What needs to be done: Repeat the listing below in full, keeping each word as given.

==========

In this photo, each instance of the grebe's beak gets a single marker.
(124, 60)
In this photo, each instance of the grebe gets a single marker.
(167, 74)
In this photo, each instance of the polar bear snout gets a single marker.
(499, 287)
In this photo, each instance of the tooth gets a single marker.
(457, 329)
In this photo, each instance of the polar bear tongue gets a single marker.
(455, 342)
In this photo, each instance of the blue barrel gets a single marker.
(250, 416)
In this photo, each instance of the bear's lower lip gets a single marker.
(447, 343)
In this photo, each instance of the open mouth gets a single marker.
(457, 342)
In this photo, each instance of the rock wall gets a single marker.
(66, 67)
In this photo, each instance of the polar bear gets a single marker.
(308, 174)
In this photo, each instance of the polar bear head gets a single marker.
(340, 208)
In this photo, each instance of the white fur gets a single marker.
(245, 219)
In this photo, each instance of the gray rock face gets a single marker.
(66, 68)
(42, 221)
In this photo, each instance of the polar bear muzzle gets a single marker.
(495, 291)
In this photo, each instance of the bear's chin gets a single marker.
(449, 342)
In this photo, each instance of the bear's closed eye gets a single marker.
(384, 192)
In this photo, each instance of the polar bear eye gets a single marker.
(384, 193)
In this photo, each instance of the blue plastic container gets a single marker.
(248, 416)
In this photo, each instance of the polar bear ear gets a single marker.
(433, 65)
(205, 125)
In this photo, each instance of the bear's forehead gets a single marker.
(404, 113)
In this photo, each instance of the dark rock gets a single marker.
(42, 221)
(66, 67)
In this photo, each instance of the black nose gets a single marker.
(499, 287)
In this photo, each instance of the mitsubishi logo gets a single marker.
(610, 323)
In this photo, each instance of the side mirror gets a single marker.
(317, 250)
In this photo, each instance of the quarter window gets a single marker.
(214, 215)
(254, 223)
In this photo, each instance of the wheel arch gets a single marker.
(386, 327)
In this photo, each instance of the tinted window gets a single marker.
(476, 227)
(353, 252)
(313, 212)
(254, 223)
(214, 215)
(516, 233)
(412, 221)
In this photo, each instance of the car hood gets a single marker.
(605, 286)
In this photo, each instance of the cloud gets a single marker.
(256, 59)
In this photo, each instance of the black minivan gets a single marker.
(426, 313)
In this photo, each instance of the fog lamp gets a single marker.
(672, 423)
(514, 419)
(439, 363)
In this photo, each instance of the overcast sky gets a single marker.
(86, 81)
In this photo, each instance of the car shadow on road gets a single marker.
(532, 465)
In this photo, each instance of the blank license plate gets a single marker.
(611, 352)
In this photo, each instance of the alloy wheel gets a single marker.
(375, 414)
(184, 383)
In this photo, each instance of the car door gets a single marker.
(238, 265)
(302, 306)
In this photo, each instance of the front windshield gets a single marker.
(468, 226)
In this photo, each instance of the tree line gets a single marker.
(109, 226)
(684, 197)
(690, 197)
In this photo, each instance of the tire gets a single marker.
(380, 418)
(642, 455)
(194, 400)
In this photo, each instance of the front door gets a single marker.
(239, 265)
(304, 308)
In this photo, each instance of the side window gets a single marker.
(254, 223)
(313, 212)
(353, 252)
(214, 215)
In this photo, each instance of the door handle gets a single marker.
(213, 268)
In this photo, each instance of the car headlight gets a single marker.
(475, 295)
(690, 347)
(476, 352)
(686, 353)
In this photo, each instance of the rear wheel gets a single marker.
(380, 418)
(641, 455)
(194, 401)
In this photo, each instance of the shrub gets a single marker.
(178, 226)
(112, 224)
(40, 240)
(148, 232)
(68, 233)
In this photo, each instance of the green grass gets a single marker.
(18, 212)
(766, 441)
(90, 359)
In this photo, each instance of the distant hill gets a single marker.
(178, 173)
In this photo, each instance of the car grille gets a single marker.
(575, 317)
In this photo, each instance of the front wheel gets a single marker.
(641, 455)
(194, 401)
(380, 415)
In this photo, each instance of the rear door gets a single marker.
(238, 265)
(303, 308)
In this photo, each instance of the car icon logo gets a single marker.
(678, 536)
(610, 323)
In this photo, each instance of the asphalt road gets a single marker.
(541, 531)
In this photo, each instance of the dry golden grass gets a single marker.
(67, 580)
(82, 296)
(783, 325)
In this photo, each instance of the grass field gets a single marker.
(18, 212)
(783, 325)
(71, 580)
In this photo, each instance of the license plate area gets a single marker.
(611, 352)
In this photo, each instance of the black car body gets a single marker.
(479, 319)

==========

Exercise result:
In this photo, each instance of the grebe's beak gets a single marker.
(124, 60)
In this photo, each instance of the grebe gets a single marker.
(167, 74)
In this photo, each instance of the polar bear snout gets a single marker.
(499, 287)
In this photo, each instance of the tooth gets a single marker.
(457, 329)
In this photo, each instance of the polar bear tongue gets a single marker.
(455, 342)
In this photo, each instance of the blue barrel gets a single marker.
(250, 416)
In this photo, each instance of the bear's lower lip gets a single marker.
(447, 343)
In this photo, each instance of the open mouth gets a single marker.
(457, 342)
In this photo, each instance of the rock wall gets a single marker.
(66, 67)
In this photo, each instance of the polar bear gets a single marker.
(308, 174)
In this photo, each instance of the polar bear head gets a single marker.
(340, 208)
In this photo, each instance of the white fur gets a single marker.
(245, 219)
In this photo, each instance of the gray rock face gets a single marker.
(66, 68)
(42, 221)
In this photo, each instance of the polar bear muzzle gets a single marker.
(495, 291)
In this photo, each instance of the bear's chin gets a single marker.
(449, 342)
In this photo, each instance of the bear's closed eye gets a single marker.
(384, 192)
In this photo, each instance of the polar bear eye gets a single marker.
(384, 193)
In this photo, each instance of the blue plastic container gets a single marker.
(248, 416)
In this photo, each instance of the polar bear ear gets a single marker.
(433, 65)
(205, 125)
In this photo, each instance of the bear's forehead gets a single marker.
(404, 113)
In this photo, each instance of the dark rock gets a single marker.
(42, 221)
(66, 67)
In this photo, each instance of the black nose gets a single marker.
(499, 287)
In this photo, each instance of the mitsubishi logo gets a single marker.
(610, 323)
In this photo, each instance of the side mirror gets a single marker.
(317, 250)
In this photo, each instance of the quarter window gets a single marker.
(214, 215)
(254, 223)
In this photo, each instance of the wheel arch gets a single marker.
(386, 327)
In this photo, each instance of the tinted window gets a single marker.
(476, 227)
(353, 252)
(313, 212)
(254, 223)
(214, 215)
(516, 233)
(412, 221)
In this photo, each instance of the car hood gets a single marker.
(605, 286)
In this photo, each instance of the cloud gets a single marker.
(256, 59)
In this photo, each instance of the black minivan gets a single marker.
(426, 313)
In this photo, each instance of the fog lamp gets a single marker.
(672, 423)
(514, 419)
(439, 363)
In this photo, each instance of the overcast sky gets a single marker.
(86, 81)
In this photo, each instance of the car shadow on road gets a single marker.
(532, 465)
In this photo, each instance of the blank license plate gets a single marker.
(611, 352)
In this photo, each instance of the alloy wheel gets a single marker.
(375, 414)
(184, 383)
In this photo, each instance of the car door gets a single marker.
(238, 265)
(302, 306)
In this photo, each instance of the front windshield gets a single marker.
(468, 226)
In this photo, each instance of the tree line gets a single marker.
(109, 226)
(684, 197)
(690, 197)
In this photo, each instance of the tire gets a single marker.
(380, 418)
(642, 455)
(194, 400)
In this photo, each instance of the front door gets a single marker.
(239, 265)
(304, 308)
In this photo, each instance of the side window gets a single marker.
(254, 223)
(313, 212)
(353, 252)
(214, 215)
In this photo, each instance of the door handle gets a single marker.
(213, 268)
In this photo, each instance of the car headlight gets a single marker.
(475, 295)
(690, 347)
(476, 352)
(686, 353)
In this photo, each instance of the rear wheel gets a single marker.
(380, 418)
(641, 455)
(194, 401)
In this photo, each instance of the shrub gets a single marker.
(178, 226)
(112, 224)
(40, 240)
(148, 232)
(68, 233)
In this photo, each instance of the green grass gets a single marker.
(18, 212)
(766, 441)
(90, 359)
In this photo, each instance of the distant hill gets a single marker.
(178, 173)
In this photo, each instance of the car grille gets a single marker.
(575, 317)
In this photo, each instance of the front wheel gets a single marker.
(641, 455)
(194, 401)
(380, 415)
In this photo, each instance of the rear door gets a single marker.
(238, 265)
(303, 308)
In this photo, each instance of the car icon logo gets a single marker.
(678, 536)
(610, 323)
In this photo, each instance of the asphalt road gets a single marker.
(541, 531)
In this photo, each instance of the dry golden grass gets a single marker.
(67, 580)
(82, 296)
(783, 325)
In this photo, each instance of the grass field gets a single marker.
(18, 212)
(783, 325)
(71, 580)
In this photo, each instance of the license plate area gets a single marker.
(611, 352)
In this photo, each instance of the black car body gets a single marker.
(479, 319)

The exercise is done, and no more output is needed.